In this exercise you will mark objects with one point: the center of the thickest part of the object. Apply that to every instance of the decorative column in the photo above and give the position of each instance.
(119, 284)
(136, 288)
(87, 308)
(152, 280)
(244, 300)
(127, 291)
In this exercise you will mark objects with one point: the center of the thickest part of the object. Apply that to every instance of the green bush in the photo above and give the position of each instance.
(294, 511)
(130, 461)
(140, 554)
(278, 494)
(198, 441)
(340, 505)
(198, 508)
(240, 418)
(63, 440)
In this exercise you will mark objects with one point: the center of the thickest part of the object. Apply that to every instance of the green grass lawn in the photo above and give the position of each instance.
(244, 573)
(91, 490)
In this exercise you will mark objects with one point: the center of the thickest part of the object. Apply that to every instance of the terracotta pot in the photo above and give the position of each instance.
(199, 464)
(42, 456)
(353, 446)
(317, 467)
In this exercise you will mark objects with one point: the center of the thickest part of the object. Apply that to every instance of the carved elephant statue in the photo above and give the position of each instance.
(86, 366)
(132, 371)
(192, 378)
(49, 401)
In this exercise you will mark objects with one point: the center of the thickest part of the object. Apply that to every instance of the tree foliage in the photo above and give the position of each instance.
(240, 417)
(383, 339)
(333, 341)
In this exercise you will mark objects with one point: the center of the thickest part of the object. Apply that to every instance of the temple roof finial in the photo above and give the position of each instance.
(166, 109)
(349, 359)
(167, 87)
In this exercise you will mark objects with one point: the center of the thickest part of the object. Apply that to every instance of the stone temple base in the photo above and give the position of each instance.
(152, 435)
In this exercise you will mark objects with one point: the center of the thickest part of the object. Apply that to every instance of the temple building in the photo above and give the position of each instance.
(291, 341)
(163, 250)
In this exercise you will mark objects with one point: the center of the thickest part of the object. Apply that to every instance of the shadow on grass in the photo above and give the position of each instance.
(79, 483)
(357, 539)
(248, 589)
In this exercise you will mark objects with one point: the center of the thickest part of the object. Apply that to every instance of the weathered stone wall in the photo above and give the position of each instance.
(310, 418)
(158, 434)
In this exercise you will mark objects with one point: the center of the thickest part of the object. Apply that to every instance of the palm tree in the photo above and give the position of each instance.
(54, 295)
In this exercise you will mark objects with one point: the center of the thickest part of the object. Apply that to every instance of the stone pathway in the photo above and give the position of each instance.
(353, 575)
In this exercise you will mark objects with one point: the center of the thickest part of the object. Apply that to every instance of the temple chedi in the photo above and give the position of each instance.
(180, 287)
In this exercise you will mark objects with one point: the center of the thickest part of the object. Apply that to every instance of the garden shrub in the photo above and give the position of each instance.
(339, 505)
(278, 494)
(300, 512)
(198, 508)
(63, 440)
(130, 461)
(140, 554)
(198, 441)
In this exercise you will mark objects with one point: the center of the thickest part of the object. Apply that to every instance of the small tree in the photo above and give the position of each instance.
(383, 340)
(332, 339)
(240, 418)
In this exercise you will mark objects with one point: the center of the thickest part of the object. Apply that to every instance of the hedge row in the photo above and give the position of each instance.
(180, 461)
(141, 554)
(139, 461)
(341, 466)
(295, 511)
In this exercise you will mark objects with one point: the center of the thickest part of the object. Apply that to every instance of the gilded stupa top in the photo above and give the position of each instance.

### Short exercise
From the line holding "of the garden" through the last line above, reproduce each line exactly and add nothing.

### Output for this task
In this exercise you will mark objects with one point: the center of the thickest part of the object. Apply that to every instance of the garden shrub in the photo above and give the position of each instance.
(339, 505)
(278, 494)
(300, 512)
(198, 508)
(63, 440)
(130, 461)
(140, 554)
(198, 441)
In this exercise you will mark objects with one point: the center of the thickest part of the object. Apply that to every instance of the small tree in the photo above and give the position of each instance.
(383, 340)
(332, 339)
(240, 418)
In this exercise you will mark objects with one point: the center of the thickest part of the object. Apply that to every instance of the hedge row in the photo above and give the position of each instance.
(180, 461)
(141, 554)
(139, 461)
(341, 466)
(295, 511)
In this exercise you will mark objects with one point: the center of the thickest part of the object. Apply that to every instance of the gilded stupa top in the photo above and give the position of each instance.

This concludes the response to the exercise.